### Assigned task
When responding, copy every record below exactly as it appears.

[Items from a dataset]
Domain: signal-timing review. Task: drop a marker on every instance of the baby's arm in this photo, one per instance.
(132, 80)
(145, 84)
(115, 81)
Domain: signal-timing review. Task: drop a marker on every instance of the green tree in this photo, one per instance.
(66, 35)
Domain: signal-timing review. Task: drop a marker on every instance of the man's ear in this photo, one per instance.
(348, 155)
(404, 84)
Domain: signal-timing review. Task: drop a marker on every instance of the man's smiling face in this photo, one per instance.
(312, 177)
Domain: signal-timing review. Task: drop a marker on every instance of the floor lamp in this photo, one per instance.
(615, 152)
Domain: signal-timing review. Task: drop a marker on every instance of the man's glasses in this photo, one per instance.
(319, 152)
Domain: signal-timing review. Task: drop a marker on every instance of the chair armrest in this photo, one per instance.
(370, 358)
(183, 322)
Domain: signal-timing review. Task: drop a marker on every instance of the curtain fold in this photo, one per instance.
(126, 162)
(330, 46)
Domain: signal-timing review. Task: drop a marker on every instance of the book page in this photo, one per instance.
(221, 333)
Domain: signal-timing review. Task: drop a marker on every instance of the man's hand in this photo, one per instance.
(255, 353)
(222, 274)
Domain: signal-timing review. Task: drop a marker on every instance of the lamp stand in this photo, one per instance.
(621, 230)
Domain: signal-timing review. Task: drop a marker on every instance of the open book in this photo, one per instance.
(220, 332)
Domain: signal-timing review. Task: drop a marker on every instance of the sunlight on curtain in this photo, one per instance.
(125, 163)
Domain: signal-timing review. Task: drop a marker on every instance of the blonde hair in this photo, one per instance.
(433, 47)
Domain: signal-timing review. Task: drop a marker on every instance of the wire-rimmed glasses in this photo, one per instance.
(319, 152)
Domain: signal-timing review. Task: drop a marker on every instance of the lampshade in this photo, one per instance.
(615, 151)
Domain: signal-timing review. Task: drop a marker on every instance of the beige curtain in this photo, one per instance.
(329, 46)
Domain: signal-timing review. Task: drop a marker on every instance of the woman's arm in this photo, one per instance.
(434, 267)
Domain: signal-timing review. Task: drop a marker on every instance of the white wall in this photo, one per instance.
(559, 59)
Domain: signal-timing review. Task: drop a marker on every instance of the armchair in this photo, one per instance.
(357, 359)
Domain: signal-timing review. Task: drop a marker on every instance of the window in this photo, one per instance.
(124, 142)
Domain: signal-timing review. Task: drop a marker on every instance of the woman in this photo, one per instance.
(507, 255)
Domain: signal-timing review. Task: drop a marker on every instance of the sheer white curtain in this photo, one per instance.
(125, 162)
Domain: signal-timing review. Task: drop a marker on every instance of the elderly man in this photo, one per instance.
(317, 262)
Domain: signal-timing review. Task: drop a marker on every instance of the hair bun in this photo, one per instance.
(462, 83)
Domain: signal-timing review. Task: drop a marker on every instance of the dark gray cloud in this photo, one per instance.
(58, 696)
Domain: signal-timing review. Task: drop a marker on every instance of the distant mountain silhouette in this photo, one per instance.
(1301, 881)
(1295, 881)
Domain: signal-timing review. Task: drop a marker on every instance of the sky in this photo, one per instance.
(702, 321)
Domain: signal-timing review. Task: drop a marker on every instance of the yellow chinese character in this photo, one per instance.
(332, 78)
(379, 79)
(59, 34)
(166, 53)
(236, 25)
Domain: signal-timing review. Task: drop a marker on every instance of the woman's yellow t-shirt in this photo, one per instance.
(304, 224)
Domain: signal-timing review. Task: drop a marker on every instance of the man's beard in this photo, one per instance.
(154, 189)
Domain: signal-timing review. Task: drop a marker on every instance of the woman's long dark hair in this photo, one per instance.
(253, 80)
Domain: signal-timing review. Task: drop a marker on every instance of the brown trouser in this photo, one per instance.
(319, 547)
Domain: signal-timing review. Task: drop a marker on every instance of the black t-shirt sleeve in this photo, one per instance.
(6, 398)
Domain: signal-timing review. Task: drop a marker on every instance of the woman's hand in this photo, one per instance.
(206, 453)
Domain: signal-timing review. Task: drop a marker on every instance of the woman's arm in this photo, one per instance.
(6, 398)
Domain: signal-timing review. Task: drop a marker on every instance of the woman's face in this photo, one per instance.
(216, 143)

### Answer to this problem
Domain: signal-timing review. Task: drop a marker on every instance of the baby's arm in this photo, one per instance.
(132, 80)
(145, 84)
(115, 81)
Domain: signal-timing review. Task: drop a marker on every instance of the green tree in this photo, one per instance.
(66, 35)
Domain: signal-timing review. Task: drop a marker on every instance of the man's ear in this photo, one per instance.
(348, 155)
(404, 84)
Domain: signal-timing review. Task: drop a marker on every instance of the man's smiling face in this photo, one per instance.
(312, 177)
Domain: signal-timing review. Task: drop a marker on every instance of the floor lamp in this photo, one per instance.
(615, 152)
Domain: signal-timing review. Task: drop a marker on every instance of the man's glasses in this photo, one per instance.
(319, 152)
Domain: signal-timing review. Task: drop a marker on every instance of the chair armrest in this photo, one per instance.
(370, 358)
(183, 322)
Domain: signal-timing review. Task: drop a marker on every instance of the curtain fold in this photo, one per instance.
(126, 162)
(330, 46)
Domain: signal-timing review. Task: drop a marker on every instance of the book page in this photo, one per instance.
(221, 333)
Domain: signal-timing review. Task: drop a marker on every instance of the man's hand in this photo, one per instance.
(255, 353)
(222, 274)
Domain: signal-timing review. Task: drop a marker on every instance of the lamp stand in this photo, one per instance.
(621, 230)
Domain: signal-timing review. Task: drop a marker on every instance of the open book in this photo, one per instance.
(220, 332)
Domain: signal-timing review. Task: drop a marker on every instance of the sunlight on curtain in this photo, one per instance.
(125, 163)
Domain: signal-timing review. Task: drop a marker on every instance of the blonde hair in this photo, one per instance.
(433, 47)
Domain: signal-timing review. Task: drop a marker on every instance of the wire-rimmed glasses in this photo, one per instance.
(319, 152)
Domain: signal-timing review. Task: drop a marker on every instance of the lampshade in this photo, one per instance.
(615, 151)
Domain: signal-timing review. Task: drop a marker on every instance of the beige curtain in this photo, one per instance.
(329, 46)
Domain: signal-timing review. Task: drop a marker on every instance of the woman's arm in this photo, one per instance.
(434, 267)
Domain: signal-timing review. Task: drop a marker on every instance of the white wall in this photo, one per instance.
(559, 59)
Domain: signal-timing review. Task: drop a marker on every instance of the armchair in this photo, one per instance.
(357, 359)
Domain: signal-timing review. Task: drop a marker on every instance of the window in this photo, one per instance.
(124, 142)
Domain: signal-timing review. Task: drop a marker on every instance of the woman in this photo, one per instance.
(507, 255)
Domain: signal-timing review. Task: drop a marker on every instance of the sheer white curtain in this photo, one per instance.
(125, 162)
Domain: signal-timing review. Task: drop a marker on every instance of the elderly man in this photo, one per instance.
(317, 262)
Domain: signal-timing review. Task: drop a marker on every instance of the hair bun in this photo, one per instance.
(462, 83)
Domain: signal-timing review. Task: drop a marker on every instance of the dark gray cloud in this photo, one per instance.
(58, 696)
Domain: signal-timing review. Task: drop a marker on every instance of the distant mountain silhouette in this photo, one per instance.
(1301, 881)
(1295, 881)
Domain: signal-timing review. Task: drop a marker on every instance of the sky in this photo, one per instance.
(702, 321)
Domain: signal-timing review. Task: drop a marker on every instance of the yellow chinese character in this photo, one per instance.
(332, 78)
(379, 79)
(59, 34)
(166, 53)
(236, 25)
Domain: signal-timing review. Task: drop a marker on every instance of the woman's yellow t-shirt in this photo, one per instance.
(304, 224)
Domain: signal-timing review. Task: drop a marker on every instance of the man's beard in this photo, one per instance.
(154, 189)
Domain: signal-timing review. Task: drop a marker on every instance of the woman's long dark hair in this photo, one per instance.
(253, 80)
Domain: signal-timing review. Task: drop a marker on every instance of the brown trouser in this photo, one per instance.
(319, 547)
Domain: signal-timing review. Task: drop a marker on every instance of the black t-shirt sleeve in this photo, one per instance.
(6, 398)
Domain: signal-timing review. Task: drop a marker on every instance of the woman's hand in this photo, one per instance.
(206, 453)
Domain: signal-timing review. Task: drop a marker on every instance of the woman's arm in this photo, one per instance.
(6, 398)
Domain: signal-timing review. Task: drop a marker on every instance of the woman's face in this photo, one per instance.
(216, 143)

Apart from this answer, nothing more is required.